### Aim of the task
How many lines in the entries below contain "instance"? Answer with the number only.
----- Given data -----
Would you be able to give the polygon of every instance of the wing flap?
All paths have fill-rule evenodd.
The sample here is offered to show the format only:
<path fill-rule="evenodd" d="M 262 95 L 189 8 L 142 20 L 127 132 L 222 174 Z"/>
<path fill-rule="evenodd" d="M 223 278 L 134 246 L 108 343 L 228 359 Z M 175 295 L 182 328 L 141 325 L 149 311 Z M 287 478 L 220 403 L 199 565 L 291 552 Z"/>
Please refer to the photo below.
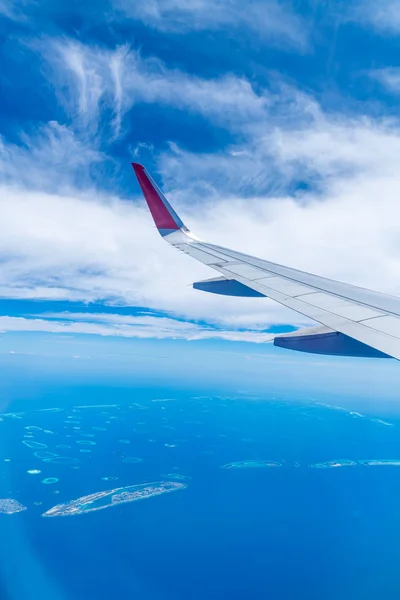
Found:
<path fill-rule="evenodd" d="M 222 296 L 237 296 L 242 298 L 265 298 L 264 294 L 256 292 L 236 279 L 227 277 L 214 277 L 204 281 L 196 281 L 193 284 L 195 290 L 210 292 L 211 294 L 220 294 Z"/>
<path fill-rule="evenodd" d="M 274 346 L 328 356 L 390 358 L 387 354 L 383 354 L 371 346 L 324 326 L 277 335 L 274 338 Z"/>
<path fill-rule="evenodd" d="M 400 338 L 400 319 L 391 315 L 376 317 L 362 321 L 363 325 L 371 327 L 376 331 L 382 331 L 392 336 Z"/>

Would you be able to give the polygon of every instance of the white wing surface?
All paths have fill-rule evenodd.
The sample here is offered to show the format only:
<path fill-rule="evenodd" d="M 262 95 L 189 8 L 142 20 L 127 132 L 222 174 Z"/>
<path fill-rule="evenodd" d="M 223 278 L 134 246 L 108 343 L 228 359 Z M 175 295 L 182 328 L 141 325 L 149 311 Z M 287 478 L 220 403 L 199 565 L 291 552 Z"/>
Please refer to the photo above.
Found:
<path fill-rule="evenodd" d="M 219 287 L 221 280 L 237 282 L 241 289 L 255 292 L 248 295 L 267 296 L 324 326 L 313 333 L 310 330 L 310 335 L 303 330 L 297 337 L 297 346 L 287 347 L 323 354 L 400 359 L 400 298 L 203 242 L 185 227 L 145 168 L 137 163 L 133 163 L 133 168 L 165 241 L 224 276 L 210 282 Z M 319 336 L 317 344 L 315 336 Z M 303 340 L 303 347 L 299 340 Z M 284 346 L 279 342 L 277 345 Z"/>

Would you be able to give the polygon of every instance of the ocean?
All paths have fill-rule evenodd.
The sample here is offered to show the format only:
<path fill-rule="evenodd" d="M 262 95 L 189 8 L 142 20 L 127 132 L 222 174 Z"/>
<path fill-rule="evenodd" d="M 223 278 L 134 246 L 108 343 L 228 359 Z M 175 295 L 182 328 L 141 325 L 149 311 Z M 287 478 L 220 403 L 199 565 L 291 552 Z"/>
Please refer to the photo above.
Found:
<path fill-rule="evenodd" d="M 399 597 L 400 415 L 378 401 L 93 386 L 12 409 L 0 497 L 25 510 L 0 514 L 2 600 Z"/>

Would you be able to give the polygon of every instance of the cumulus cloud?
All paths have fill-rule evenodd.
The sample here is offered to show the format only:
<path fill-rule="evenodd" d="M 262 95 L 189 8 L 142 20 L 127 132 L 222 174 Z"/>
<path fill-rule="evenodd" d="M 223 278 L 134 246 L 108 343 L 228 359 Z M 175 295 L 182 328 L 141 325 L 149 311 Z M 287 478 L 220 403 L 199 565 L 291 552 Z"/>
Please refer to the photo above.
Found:
<path fill-rule="evenodd" d="M 249 320 L 250 300 L 195 292 L 190 284 L 213 272 L 166 246 L 142 205 L 11 187 L 0 195 L 3 296 L 107 300 L 236 328 L 287 322 L 289 311 L 271 316 L 268 303 Z"/>

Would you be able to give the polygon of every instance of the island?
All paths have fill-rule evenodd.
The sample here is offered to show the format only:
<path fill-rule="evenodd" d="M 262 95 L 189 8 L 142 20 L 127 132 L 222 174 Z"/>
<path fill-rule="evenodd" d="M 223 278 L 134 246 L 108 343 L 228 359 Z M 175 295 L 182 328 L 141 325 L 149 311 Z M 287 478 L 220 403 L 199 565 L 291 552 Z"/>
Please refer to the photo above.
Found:
<path fill-rule="evenodd" d="M 153 496 L 160 496 L 169 492 L 182 490 L 187 486 L 177 481 L 158 481 L 153 483 L 142 483 L 139 485 L 128 485 L 112 490 L 95 492 L 88 496 L 82 496 L 76 500 L 57 504 L 43 513 L 43 517 L 66 517 L 79 515 L 127 502 L 136 502 Z"/>
<path fill-rule="evenodd" d="M 26 510 L 26 506 L 13 498 L 0 498 L 0 513 L 12 515 Z"/>
<path fill-rule="evenodd" d="M 320 462 L 310 465 L 312 469 L 336 469 L 338 467 L 355 466 L 357 466 L 357 462 L 355 460 L 348 460 L 346 458 L 340 458 L 338 460 L 327 460 L 326 462 Z"/>
<path fill-rule="evenodd" d="M 259 469 L 265 467 L 281 467 L 282 463 L 273 460 L 239 460 L 222 465 L 221 469 Z"/>
<path fill-rule="evenodd" d="M 360 465 L 366 465 L 368 467 L 400 467 L 400 460 L 398 458 L 371 458 L 358 461 Z"/>

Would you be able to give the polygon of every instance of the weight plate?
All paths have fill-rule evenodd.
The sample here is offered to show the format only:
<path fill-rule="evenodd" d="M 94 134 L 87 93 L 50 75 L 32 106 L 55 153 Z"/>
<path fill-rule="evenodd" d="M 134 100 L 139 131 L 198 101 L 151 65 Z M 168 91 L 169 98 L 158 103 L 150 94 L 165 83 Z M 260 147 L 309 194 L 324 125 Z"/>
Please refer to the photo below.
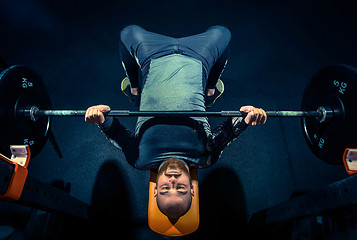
-----
### Output
6